** Opening Data block **

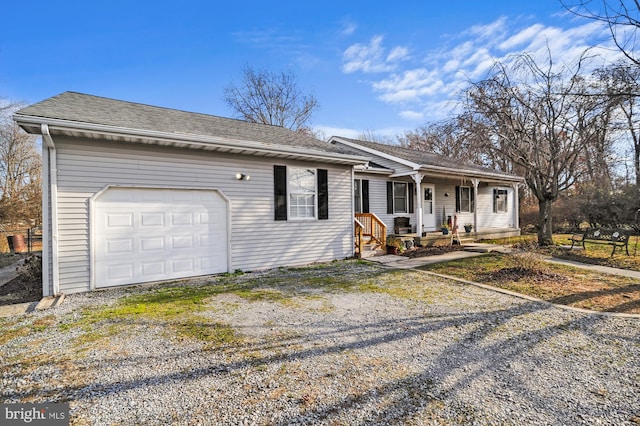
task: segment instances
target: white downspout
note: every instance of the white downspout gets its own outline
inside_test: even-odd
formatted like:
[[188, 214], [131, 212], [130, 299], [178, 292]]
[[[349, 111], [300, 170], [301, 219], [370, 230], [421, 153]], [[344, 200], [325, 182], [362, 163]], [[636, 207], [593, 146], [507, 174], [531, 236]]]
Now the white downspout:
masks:
[[520, 228], [520, 203], [518, 196], [518, 187], [520, 185], [518, 183], [513, 184], [513, 227], [516, 229]]
[[[49, 188], [43, 188], [43, 194], [48, 194], [49, 189], [51, 190], [50, 197], [43, 197], [43, 200], [48, 198], [49, 206], [51, 208], [51, 282], [53, 284], [53, 295], [58, 296], [60, 294], [60, 281], [59, 281], [59, 266], [58, 266], [58, 166], [56, 159], [56, 146], [53, 143], [53, 138], [51, 137], [51, 133], [49, 133], [49, 126], [46, 124], [42, 124], [40, 126], [42, 131], [42, 139], [46, 143], [46, 149], [48, 150], [48, 179], [43, 179], [43, 184], [47, 182]], [[45, 147], [43, 145], [42, 149]], [[47, 215], [48, 211], [45, 210], [43, 205], [43, 214]], [[43, 226], [49, 226], [49, 221], [46, 218], [43, 218]], [[45, 234], [46, 235], [46, 234]], [[48, 253], [45, 252], [45, 246], [43, 245], [43, 281], [44, 277], [48, 278], [49, 276], [49, 256]], [[48, 247], [47, 247], [48, 249]], [[48, 250], [47, 250], [48, 251]], [[45, 265], [46, 262], [46, 265]], [[44, 271], [47, 271], [47, 274], [44, 274]], [[48, 280], [47, 280], [48, 281]], [[46, 286], [49, 286], [49, 283], [46, 283]], [[43, 283], [44, 287], [44, 283]], [[44, 288], [43, 288], [44, 290]], [[48, 288], [46, 289], [48, 292]]]
[[[413, 181], [416, 183], [416, 234], [418, 238], [422, 237], [422, 173], [416, 173], [411, 175]], [[413, 197], [413, 194], [410, 195]]]
[[476, 234], [480, 229], [478, 229], [478, 184], [480, 180], [471, 179], [471, 183], [473, 183], [473, 229], [476, 230]]

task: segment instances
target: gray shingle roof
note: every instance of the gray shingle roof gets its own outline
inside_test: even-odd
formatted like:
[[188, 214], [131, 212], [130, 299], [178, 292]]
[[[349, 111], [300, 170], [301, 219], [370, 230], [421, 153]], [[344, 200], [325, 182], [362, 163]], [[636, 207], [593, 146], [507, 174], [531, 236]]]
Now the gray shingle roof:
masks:
[[332, 144], [284, 127], [249, 123], [231, 118], [102, 98], [77, 92], [65, 92], [45, 99], [21, 109], [16, 115], [171, 134], [223, 137], [330, 153], [346, 153]]
[[[445, 157], [443, 155], [438, 155], [431, 152], [404, 148], [399, 145], [388, 145], [388, 144], [383, 144], [378, 142], [369, 142], [369, 141], [362, 141], [357, 139], [344, 138], [341, 136], [339, 138], [345, 141], [351, 142], [353, 144], [366, 147], [366, 148], [375, 149], [376, 151], [380, 151], [387, 155], [392, 155], [394, 157], [401, 158], [403, 160], [410, 161], [412, 163], [415, 163], [424, 167], [429, 167], [429, 166], [446, 167], [446, 168], [450, 168], [452, 171], [468, 171], [468, 172], [477, 172], [477, 173], [483, 173], [483, 174], [489, 173], [493, 175], [504, 176], [505, 178], [517, 178], [517, 176], [512, 174], [497, 172], [496, 170], [488, 167], [482, 167], [475, 164], [458, 161], [454, 158]], [[362, 151], [359, 151], [357, 149], [351, 149], [350, 153], [360, 154], [360, 155], [363, 154]]]

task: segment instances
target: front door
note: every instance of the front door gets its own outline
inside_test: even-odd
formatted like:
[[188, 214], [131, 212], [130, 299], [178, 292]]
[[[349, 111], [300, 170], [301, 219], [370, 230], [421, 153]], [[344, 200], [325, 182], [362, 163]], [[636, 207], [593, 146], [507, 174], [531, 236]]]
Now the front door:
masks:
[[433, 184], [422, 184], [422, 227], [425, 231], [436, 229], [436, 187]]

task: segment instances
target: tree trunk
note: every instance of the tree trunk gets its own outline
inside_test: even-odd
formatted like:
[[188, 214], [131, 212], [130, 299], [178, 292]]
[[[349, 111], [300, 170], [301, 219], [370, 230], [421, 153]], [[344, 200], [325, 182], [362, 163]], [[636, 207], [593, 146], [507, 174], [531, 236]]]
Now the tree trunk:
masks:
[[551, 200], [538, 200], [538, 244], [540, 246], [553, 244], [551, 204]]

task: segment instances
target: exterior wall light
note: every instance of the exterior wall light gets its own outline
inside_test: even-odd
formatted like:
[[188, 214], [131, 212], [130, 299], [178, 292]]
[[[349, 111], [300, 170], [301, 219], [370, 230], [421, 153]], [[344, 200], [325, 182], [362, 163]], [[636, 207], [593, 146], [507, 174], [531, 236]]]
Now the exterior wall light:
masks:
[[236, 173], [236, 179], [237, 180], [249, 180], [249, 179], [251, 179], [251, 176], [245, 175], [245, 174], [242, 174], [242, 173]]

** Closing Data block **

## The problem:
From the material above, set down exactly the lines between the line holding "target: white downspout" and the line holding "Now the white", inclusive. Include nothing else.

## Your solution:
target: white downspout
note: every instance of the white downspout gets its own outline
inside_test: even-odd
formatted like:
[[188, 214], [131, 212], [130, 299], [178, 292]]
[[[349, 111], [300, 170], [301, 219], [370, 230], [421, 153]], [[344, 200], [325, 182], [362, 163]], [[636, 207], [593, 146], [507, 174], [531, 236]]]
Now the white downspout:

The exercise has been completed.